**YOUR ASSIGNMENT:**
I would like the number of lines in the data that contain the word "bare". Please give that number alone.

**DATA TO USE:**
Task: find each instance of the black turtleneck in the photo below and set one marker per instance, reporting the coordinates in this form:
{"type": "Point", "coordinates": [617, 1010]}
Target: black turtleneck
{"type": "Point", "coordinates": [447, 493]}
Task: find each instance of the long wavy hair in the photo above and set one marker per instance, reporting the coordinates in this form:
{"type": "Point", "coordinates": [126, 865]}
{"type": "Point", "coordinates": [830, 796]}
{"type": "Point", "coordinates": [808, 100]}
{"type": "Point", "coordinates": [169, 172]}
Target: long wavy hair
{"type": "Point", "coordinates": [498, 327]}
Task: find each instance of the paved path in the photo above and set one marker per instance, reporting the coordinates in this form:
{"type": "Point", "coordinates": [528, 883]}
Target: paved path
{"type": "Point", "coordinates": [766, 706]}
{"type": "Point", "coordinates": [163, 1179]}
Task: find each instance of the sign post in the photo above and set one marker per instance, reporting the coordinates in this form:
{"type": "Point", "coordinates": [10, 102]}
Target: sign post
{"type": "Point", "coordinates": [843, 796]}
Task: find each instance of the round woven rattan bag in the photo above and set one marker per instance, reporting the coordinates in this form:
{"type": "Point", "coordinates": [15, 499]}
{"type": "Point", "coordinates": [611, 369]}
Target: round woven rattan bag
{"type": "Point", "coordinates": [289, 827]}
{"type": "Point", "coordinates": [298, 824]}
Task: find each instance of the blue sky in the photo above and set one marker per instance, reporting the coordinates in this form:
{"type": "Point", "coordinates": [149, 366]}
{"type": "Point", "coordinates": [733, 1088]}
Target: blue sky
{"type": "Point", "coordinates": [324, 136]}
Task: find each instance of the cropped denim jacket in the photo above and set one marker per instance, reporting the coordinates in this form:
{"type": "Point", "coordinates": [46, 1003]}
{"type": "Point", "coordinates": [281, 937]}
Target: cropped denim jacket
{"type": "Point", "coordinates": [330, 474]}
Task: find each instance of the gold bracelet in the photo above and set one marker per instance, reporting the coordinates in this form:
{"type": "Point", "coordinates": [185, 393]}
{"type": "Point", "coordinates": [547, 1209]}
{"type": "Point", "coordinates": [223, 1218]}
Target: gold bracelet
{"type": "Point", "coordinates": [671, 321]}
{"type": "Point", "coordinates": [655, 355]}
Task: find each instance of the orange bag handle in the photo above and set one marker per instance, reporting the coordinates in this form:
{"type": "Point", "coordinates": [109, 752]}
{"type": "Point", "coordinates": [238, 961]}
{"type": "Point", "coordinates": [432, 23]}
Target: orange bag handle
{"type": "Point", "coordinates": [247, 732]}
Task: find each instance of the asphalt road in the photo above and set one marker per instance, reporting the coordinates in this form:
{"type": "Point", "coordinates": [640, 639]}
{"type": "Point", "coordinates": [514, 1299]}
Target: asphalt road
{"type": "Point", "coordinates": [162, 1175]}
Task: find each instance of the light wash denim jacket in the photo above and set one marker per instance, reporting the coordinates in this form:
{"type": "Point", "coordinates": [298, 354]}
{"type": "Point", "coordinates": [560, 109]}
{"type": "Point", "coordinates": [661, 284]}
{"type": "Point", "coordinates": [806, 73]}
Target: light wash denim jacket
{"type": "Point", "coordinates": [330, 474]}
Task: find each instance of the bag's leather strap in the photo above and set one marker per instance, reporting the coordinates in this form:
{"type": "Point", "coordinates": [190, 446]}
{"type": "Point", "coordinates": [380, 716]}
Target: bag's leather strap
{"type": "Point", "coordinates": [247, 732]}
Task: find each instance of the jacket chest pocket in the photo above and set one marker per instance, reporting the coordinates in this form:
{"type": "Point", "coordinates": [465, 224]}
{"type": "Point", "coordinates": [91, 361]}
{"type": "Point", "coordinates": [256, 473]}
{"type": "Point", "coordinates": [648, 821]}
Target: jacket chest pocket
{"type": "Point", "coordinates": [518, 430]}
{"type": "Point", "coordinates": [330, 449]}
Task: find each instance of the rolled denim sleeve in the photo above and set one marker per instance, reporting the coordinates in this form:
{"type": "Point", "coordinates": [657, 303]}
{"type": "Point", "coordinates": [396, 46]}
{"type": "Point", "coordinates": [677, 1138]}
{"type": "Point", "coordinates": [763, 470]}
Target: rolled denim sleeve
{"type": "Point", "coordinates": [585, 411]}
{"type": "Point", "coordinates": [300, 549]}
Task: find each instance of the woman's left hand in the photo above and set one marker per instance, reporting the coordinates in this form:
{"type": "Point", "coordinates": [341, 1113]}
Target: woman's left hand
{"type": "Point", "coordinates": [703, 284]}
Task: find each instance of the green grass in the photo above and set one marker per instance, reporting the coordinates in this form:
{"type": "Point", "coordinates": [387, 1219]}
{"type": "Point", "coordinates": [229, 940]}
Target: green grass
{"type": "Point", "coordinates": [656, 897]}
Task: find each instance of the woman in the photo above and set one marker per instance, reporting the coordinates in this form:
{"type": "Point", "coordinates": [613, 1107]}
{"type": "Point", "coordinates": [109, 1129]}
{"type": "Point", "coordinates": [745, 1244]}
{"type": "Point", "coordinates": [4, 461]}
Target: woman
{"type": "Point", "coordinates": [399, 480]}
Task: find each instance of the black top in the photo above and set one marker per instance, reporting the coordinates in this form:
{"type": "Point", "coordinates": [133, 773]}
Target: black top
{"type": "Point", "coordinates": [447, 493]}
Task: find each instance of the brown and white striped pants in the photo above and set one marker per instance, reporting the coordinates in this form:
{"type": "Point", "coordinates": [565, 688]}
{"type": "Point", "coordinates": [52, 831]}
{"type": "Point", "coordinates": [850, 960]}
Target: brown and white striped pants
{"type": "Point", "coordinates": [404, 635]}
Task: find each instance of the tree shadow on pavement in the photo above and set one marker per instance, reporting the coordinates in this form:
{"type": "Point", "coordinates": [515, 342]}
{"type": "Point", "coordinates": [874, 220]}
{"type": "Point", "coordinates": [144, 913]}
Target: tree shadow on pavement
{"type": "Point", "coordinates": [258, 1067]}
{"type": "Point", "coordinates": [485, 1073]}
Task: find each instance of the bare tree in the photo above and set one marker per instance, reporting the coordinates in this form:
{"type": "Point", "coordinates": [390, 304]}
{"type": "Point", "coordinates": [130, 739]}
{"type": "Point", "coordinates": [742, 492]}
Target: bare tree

**ANSWER TO THE EXERCISE:**
2